[Opening EXTRACT section]

The country's software leader Tata Consultancy Services (TCS) and No. 4 player Satyam Computer Services said on Thursday that they won large information technology orders totalling about Rs. 645 crore ( $145 million) between the two companies.
TCS, which on Wednesday announced the acquisition of Australian firm TCSM, said its $90 million deal, the largest single contract to come out of Australia for an Indian IT company, would cover seven years and involve an addition of 220 employees to its Chennai operations. Its deal is to provide a range of IT applications, transformation and maintenance services.
TCS said in a statement that it will provide support and maintenance to Qantas' internal IT systems and external-facing applications such as e-ticketing.
Also, TCS will assume full responsibility for more than 75 per cent of Qantas' application, service and transformation programme. Other services include integrated IT and back-office services for the airline.
S Ramadorai, TCS's Managing Director told Hindustan Times, said Qantas would be transformed by his company's intervention.
"We believe technology has a strong role to play in enabling the travel and hospitality sector companies to retain customers and build new business models," he said.
Hyderabad-based Satyam, whose deal is worth $45 million, won another part of the Qantas deal, which came on top of another contract with the airline announced last August, involving the e-business suite made by Oracle.
Satyam has specialists who install, implement and support software made by companies such as Oracle.
"This partnership calls for Satyam to further enhance Qantas's operational efficiency and with our experience,...we look forward to expanding this relationship for any IT application development project in the future with Qantas," said Virender Aggarwal, Satyam's senior vice-president for Asia-Pacific.

[Closing EXTRACT section]

QUESTIONS TO ANSWER —
• 1. Shorten the paragraph beginning "TCS, which on Wednesday announced" from the report on the Qantas IT deals, or turn it into a list, keeping its main facts.
• 2. Carry the report on the Qantas IT deals forward from its final sentence.

[Opening DATASET ENTRIES section]

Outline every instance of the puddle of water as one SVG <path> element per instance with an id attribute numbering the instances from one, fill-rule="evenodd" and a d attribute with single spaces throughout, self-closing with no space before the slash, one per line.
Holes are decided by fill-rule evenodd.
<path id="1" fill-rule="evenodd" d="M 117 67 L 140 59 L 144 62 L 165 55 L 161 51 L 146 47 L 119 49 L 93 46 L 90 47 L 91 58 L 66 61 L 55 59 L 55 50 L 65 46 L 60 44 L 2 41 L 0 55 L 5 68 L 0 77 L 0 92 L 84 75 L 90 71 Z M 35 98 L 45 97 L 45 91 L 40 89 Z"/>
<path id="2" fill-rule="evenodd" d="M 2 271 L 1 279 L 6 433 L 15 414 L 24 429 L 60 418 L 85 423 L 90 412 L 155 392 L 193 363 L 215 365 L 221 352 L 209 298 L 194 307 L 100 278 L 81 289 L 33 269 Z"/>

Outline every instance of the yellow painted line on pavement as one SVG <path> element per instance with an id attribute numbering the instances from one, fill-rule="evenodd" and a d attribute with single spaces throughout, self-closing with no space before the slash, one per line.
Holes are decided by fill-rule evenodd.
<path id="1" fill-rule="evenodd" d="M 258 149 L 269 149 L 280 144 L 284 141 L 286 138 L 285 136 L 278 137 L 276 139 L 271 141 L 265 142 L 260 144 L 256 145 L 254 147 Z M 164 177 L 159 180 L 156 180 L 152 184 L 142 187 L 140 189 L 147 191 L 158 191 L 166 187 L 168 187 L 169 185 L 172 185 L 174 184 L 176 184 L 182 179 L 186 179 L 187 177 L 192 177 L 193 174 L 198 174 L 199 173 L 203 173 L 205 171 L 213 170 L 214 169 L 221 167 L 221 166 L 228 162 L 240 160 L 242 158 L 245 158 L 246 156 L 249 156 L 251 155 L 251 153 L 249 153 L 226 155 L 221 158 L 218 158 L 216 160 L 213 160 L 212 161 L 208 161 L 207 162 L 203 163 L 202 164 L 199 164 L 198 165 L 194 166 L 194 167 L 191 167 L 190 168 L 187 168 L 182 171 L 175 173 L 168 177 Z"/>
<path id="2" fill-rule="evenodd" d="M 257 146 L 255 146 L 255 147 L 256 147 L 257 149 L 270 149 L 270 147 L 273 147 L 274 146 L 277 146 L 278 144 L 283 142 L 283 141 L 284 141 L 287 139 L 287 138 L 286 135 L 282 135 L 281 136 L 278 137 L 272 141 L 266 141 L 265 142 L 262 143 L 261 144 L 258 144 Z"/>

[Closing DATASET ENTRIES section]

PER-TASK ANSWERS —
• 1.
- TCS announced its acquisition of Australian firm TCSM on Wednesday.
- Its $90 million deal is the largest single contract from Australia for an Indian IT company.
- The deal runs for seven years and adds 220 employees to its Chennai operations.
- TCS will provide a range of IT applications, transformation and maintenance services.

• 2.
TCS has about 40 clients in the travel and hospitality sector and works with many global aviation clients.
In the last six months, global aviation majors have been stepping up outsourcing to Indian companies.
Worldwide, the rise of the Internet and the convenience and flexibility that it provides for customers and partners through a host of facilities including computer networks, mobile phones and sophisticated software is driving demand for business transformation.
India, apart from being a centre to develop and maintain software and customised applications suited for each airline, is also a business process outsourcing (BPO) destination which can provide ticketing agents and other back-office staff.
WNS Holdings, spun off from a captive unit of British Airways, is a key independent player in the field specialising in the travel industry. It recently had a successful initial public offer of shares on the New York Stock Exchange.
In March this year, Pune-based Kale Consultancy bagged two contracts each from British Midland Airways, UK’s second largest carrier, for the implementation of revenue accounting solutions. and one from Air Mauritius.